## Document excerpt:

= Beginning of Section =

Say what you want about the challenges of integrating acquisitions, but you can build some interesting things across product lines if you put the nuts and bolts in the right places.
Just ask EMC.
The information systems vendor on Monday said it is offering a combination of content management software from its Documentum acquisition and security software from its Authentica buy to help customers protect their information that gets outside the corporate firewall.
EMC is packaging Documentum Information Rights Management (IRM) Services and EMC Documentum Records Manager 5.3 together to help companies share and secure content.
The software will run on the EMC Documentum enterprise content management (ECM) platform, a software repository geared to help large companies meet regulatory requirements for storing and exchanging corporate information, said Lubor Ptacek, a director of content management in EMC’s software group.
Ptacek said some customers with intensive data need such a product pairing because most records management applications only preserve records stored within a single software system.
This means that any copies of records stored on employee computers, or elsewhere outside the corporate firewall, may be copied, exchanged or manipulated.
Altered files are a cancer for companies in this day and age, where corporate compliance regulations such as Sarbanes-Oxley and HIPAA call for records to remain intact.
“When the records expire, when it’s time to expunge the records, it’s very easy to do in the records repository, but it’s not easy to do for any copy of the records,” Ptacek explained. “No one is looking how to expunge the records worldwide.”

= End of Section =

## Entries supplied:
= Beginning of Section =

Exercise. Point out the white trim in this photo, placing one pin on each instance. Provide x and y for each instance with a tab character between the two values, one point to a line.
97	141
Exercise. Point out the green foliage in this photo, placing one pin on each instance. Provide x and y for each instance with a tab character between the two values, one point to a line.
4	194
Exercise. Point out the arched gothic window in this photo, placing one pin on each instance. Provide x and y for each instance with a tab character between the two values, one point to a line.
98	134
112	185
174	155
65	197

= End of Section =
= Beginning of Section =

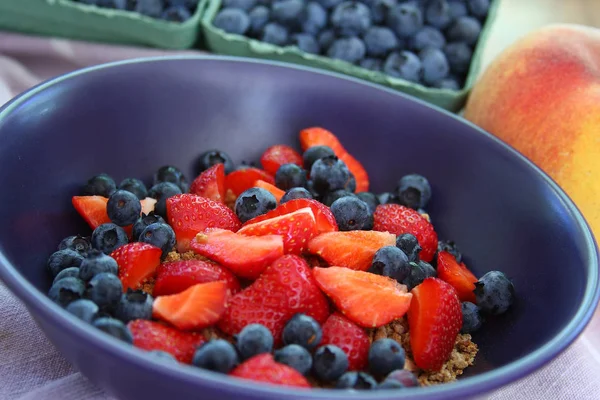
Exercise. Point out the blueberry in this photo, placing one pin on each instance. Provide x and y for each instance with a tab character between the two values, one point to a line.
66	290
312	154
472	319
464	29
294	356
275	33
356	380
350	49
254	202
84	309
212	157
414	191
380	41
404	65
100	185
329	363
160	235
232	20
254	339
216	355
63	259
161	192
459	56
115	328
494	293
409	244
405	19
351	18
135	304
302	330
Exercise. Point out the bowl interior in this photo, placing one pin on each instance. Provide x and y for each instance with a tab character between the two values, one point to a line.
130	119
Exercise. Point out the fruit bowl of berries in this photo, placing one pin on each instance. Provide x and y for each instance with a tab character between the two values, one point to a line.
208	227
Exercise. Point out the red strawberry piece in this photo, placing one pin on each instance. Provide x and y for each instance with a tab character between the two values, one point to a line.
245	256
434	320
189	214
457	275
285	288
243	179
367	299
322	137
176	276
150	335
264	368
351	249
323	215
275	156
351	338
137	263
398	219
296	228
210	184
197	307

= End of Section =

## Problem set:
(1) Take the EMC software article starting at the words "The software will" and stopping after "EMC’s software group.", and write that passage out again with "regulatory requirements" changed to "compliance rules".
(2) Continue the EMC software article from its last sentence.

## Responses by item number:
(1)
The software will run on the EMC Documentum enterprise content management (ECM) platform, a software repository geared to help large companies meet compliance rules for storing and exchanging corporate information, said Lubor Ptacek, a director of content management in EMC’s software group.

(2)
Together, Documentum IRM Services and EMC Documentum Records Manager 5.3 can zap files lurking outside the firewall from existence, shielding the company from security or even legal encumbrances.
Records Manager has been kicking around for a couple of years at EMC as one of the products the company acquired when it purchased Documentum.
IRM Services, which EMC gained through its purchase of Authentica, includes policy-based management that lets content owners restrict user access, block printing or forwarding to unauthorized recipients and revoke the ability to open a file.
The software also keeps a complete audit trail of document activity and allows administrators to change user privileges.
EMC Documentum Information Rights Management Services and EMC Documentum Records Manager 5.3 are available now. Prices vary depending on configuration needs, but Ptacek said the average installation price is around $250,000 to $300,000.
EMC competes in he multi-billion-dollar market for content management software with IBM, Open Text, Interwoven, Microsoft and others.